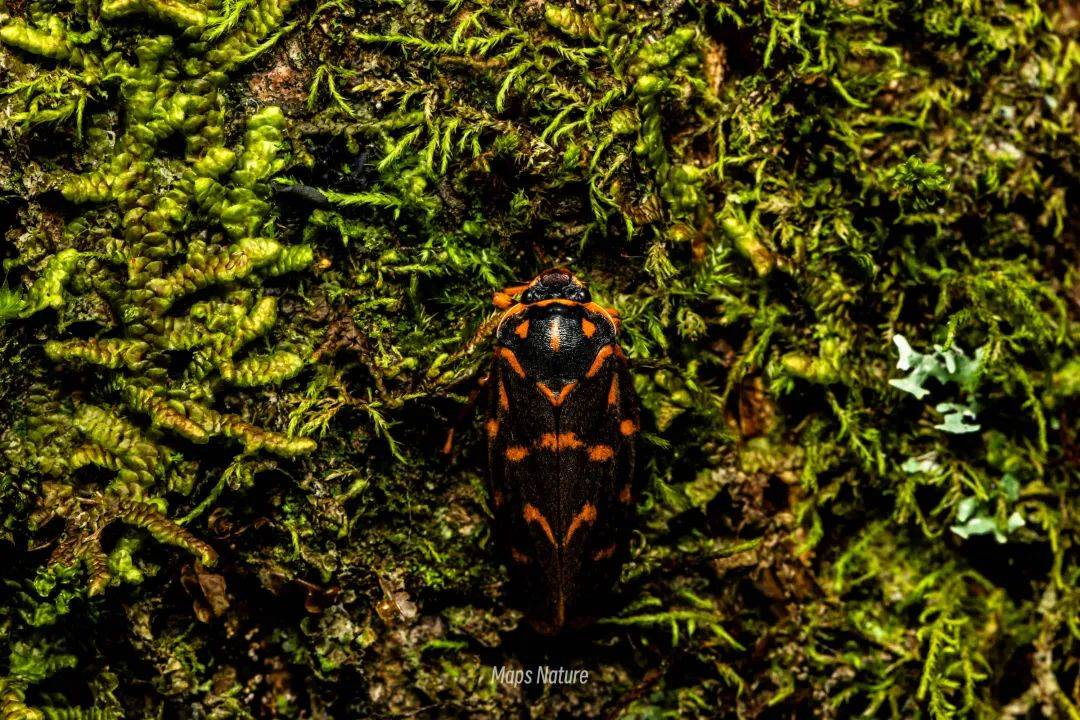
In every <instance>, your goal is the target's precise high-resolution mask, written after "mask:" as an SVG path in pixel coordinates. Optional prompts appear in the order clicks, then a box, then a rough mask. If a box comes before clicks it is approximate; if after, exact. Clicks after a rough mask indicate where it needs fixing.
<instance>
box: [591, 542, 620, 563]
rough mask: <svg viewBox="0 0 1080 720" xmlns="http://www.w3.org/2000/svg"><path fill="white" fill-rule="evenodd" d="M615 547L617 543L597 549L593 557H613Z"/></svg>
mask: <svg viewBox="0 0 1080 720" xmlns="http://www.w3.org/2000/svg"><path fill="white" fill-rule="evenodd" d="M615 547H616V545H615V543H611V544H610V545H608V546H607V547H605V548H603V549H598V551H596V552H595V553H593V559H594V560H606V559H608V558H609V557H611V556H612V555H615Z"/></svg>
----------------
DIRECTIONS: Leave the pictures out and output the rest of the data word for word.

PROBLEM SOLUTION:
In every <instance>, your goal is the target's precise high-resolution mask, written after "mask:" as an SVG path in pixel coordinates. Optional prompts appear in the order clicks, then a box, then a rough mask. If a box comes before clicks it is approximate; if after, exact. Clicks after a rough mask indicate where it needs fixing.
<instance>
box: [591, 542, 620, 563]
rough mask: <svg viewBox="0 0 1080 720" xmlns="http://www.w3.org/2000/svg"><path fill="white" fill-rule="evenodd" d="M615 547L617 543L597 549L593 557H613Z"/></svg>
mask: <svg viewBox="0 0 1080 720" xmlns="http://www.w3.org/2000/svg"><path fill="white" fill-rule="evenodd" d="M615 547H616V545H615V543H611V544H610V545H608V546H607V547H605V548H603V549H598V551H596V552H595V553H593V559H594V560H606V559H608V558H609V557H611V556H612V555H615Z"/></svg>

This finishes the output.